Provided text:
# # # # # # #

Alex Keane

Lover of Fiction and Games

Late for the Interurban sculpture, image by Bachcell on wikipedia, CC-BY-SA 3.0

On the Peculiarity of Nostalgia

I had a moment today which got me thinking about the things we are nostalgic for from our childhoods and how frankly odd a lot of them are when removed from that context. The moment began with my daughter noticing one of my favorite pairs of dress socks. They are bright yellow with a design that looks like they’re patched with red material. They also have a clown face on the side of them.

These socks were a gift from my late mother.

They also feature a Seattle-area celebrity, J.P. Patches.

And so my daughter asking me, “Daddy, why are you wearing clown socks?” got me started on explaining that these socks were a gift from grandma and that this clown was from a show that was on TV in Seattle for almost 25 years and then I got started explaining the premise of the J.P. Patches show to a five year old. Who promptly tilted her head in the “What are you talking about?” look that kids do so well.

If you’re from Seattle, and you’re at least in your 30s, you’ll probably already be chuckling realizing the first sentence that I used to describe J.P. Patches. If you aren’t, well, you’re in for the same treat of getting to ask questions about why this show would be such a cultural touchstone that my daughter surely was.

# # # # # # #

Source data:
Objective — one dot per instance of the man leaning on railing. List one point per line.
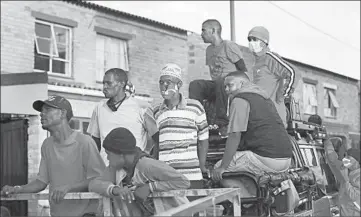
(69, 160)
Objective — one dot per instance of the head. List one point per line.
(352, 159)
(120, 146)
(55, 111)
(211, 30)
(258, 39)
(234, 81)
(170, 81)
(114, 82)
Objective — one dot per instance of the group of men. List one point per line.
(164, 147)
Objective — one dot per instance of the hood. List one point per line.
(252, 88)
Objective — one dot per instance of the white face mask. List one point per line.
(255, 46)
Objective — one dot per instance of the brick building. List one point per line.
(72, 44)
(335, 97)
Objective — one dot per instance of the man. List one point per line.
(257, 140)
(349, 193)
(69, 160)
(271, 72)
(222, 57)
(121, 110)
(182, 125)
(144, 173)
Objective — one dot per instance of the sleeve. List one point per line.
(201, 123)
(284, 71)
(93, 128)
(233, 52)
(166, 177)
(148, 121)
(43, 174)
(238, 116)
(104, 183)
(93, 162)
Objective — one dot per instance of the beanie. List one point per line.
(120, 141)
(260, 33)
(355, 153)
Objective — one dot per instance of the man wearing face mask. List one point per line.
(183, 128)
(271, 72)
(222, 57)
(122, 110)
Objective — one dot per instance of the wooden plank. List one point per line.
(45, 196)
(201, 204)
(191, 192)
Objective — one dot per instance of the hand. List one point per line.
(7, 190)
(216, 174)
(142, 192)
(58, 193)
(124, 193)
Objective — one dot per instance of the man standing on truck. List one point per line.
(183, 128)
(222, 57)
(121, 110)
(69, 161)
(257, 140)
(271, 72)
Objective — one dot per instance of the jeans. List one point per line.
(211, 91)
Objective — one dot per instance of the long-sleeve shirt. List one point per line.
(159, 176)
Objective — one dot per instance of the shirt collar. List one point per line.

# # # # # # #

Problem: Swap "dress socks" for "wool socks" in the essay on nostalgia, and write out the passage from "Lover of Fiction" up to and including "my late mother." with that change.

Written response:
Lover of Fiction and Games

Late for the Interurban sculpture, image by Bachcell on wikipedia, CC-BY-SA 3.0

On the Peculiarity of Nostalgia

I had a moment today which got me thinking about the things we are nostalgic for from our childhoods and how frankly odd a lot of them are when removed from that context. The moment began with my daughter noticing one of my favorite pairs of wool socks. They are bright yellow with a design that looks like they’re patched with red material. They also have a clown face on the side of them.

These socks were a gift from my late mother.